EXTRACTED TEXT
_ _ _ _ _

As Princeton University senior Lisa Gong completed her internship at the Boston Health Care for the Homeless Program in the summer of 2015, she said goodbye to a patient she had come to know named Betsy.
Betsy asked if she would see Gong again. Hopefully, Gong replied.
Thanks to the Martin Dale Fellowship, Gong may have the opportunity to reconnect with Betsy as the ecology and evolutionary biology major travels the country for a year working in programs that provide health care to the homeless and capturing the lives of patients through documentary photography and video.
"The main goal of my project is to dispel unfair judgments against those experiencing homelessness and to elevate an awareness of the common ground we all share as humans existing together," Gong said. "I think everybody deserves the opportunity to be understood on his or her own terms. It's an overly idealistic sentiment, sure, but I hope that this project can at least somewhat help to project the voice of a population that typically goes unheard."
The fellowship, created by 1953 Princeton alumnus Martin Dale, provides a $33,000 grant for a senior to spend the year after graduation on "an independent project of extraordinary merit that will widen the recipient's experience of the world and significantly enhance the recipient's growth and intellectual development."
"One of the primary criteria for the Dale Fellowship is that it have transformative potential, and Lisa's project exemplified this goal," said Matthew Lazen, the fellowship's adviser and director of studies at Butler College. "Lisa intends to be a doctor, and the year she spends photographing homeless patients with the Dale will enrich her medical practice by focusing a compassionate regard on the personal lives of people under medical care. "
Gong said her experience at Princeton has helped her develop and explore two interests combined in her Dale project: disparities in health care access and visual storytelling.

_ _ _ _ _

DATA EXCERPT

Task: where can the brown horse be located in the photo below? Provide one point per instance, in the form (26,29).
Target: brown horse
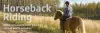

_ _ _ _ _

ASSIGNMENT 1
Can you sum up the piece about Lisa Gong's fellowship in two sentences?
ASSIGNMENT 2
Will you carry on the piece about Lisa Gong's fellowship, starting right after its last sentence?

RESPONSE AREA 1
Princeton senior Lisa Gong, an ecology and evolutionary biology major, received the Martin Dale Fellowship, which provides a $33,000 grant for a senior to spend the year after graduation on an independent project. She will travel the country for a year, working in programs that provide health care to the homeless and documenting patients' lives through photography and video, with the main goal of dispelling unfair judgments against people experiencing homelessness.

RESPONSE AREA 2
As a sophomore, she participated in a Breakout Princeton trip that focused on HIV/AIDS and the intersections of poverty, social inequality and activism in New York City. That trip was sponsored by the Pace Center for Civic Engagement. Pace, the Center for Health and Wellbeing and the Keller Center supported her Boston internship through the Princeton Internships in Civic Service. She is focusing on health-care issues through her senior thesis, which models HIV and Hepatitis C co-infection in at-risk urban populations.
In addition, Gong has volunteered or worked at a Tennessee hospital's cancer center, a research lab at Vanderbilt University and a New Jersey hospice program. She is also a peer health adviser through University Health Services.
Gong said her interest in photography emerged during her freshman year and intersected with her academic work when she took a seminar called "Liberation Photography/The Engaged Photographer," with Richard Steven Street, a documentary photographer, historian and the fall 2014 Anschutz Distinguished Fellow through the Program in American Studies.
"The class really expanded my understanding of photos as vessels for storytelling rather than as standalone pieces," Gong said.
Street said Gong embraced the image-driving storytelling techniques discussed in the course by exploring the challenges of Faith Konigbagbe, a member of the Class of 2015 who was born with underdeveloped legs.
"By submerging in Faith's world, Lisa learned about bravery, determination, humor, companionship, and the physical and emotional challenges of overcoming obstacles most of us normally brush off," Street said. "Rather than a predicable narrative of struggle against adversity, Lisa discovered how a student in the face of adversity was able to lead a full, happy and productive life."
Gong, a member of Whitman College, has been a senior photographer and assistant photo editor at The Daily Princetonian student newspaper and is a lead producer at 1080Princeton, a student-run photo- and video-journalism group. She was also a photo director for Spoon University.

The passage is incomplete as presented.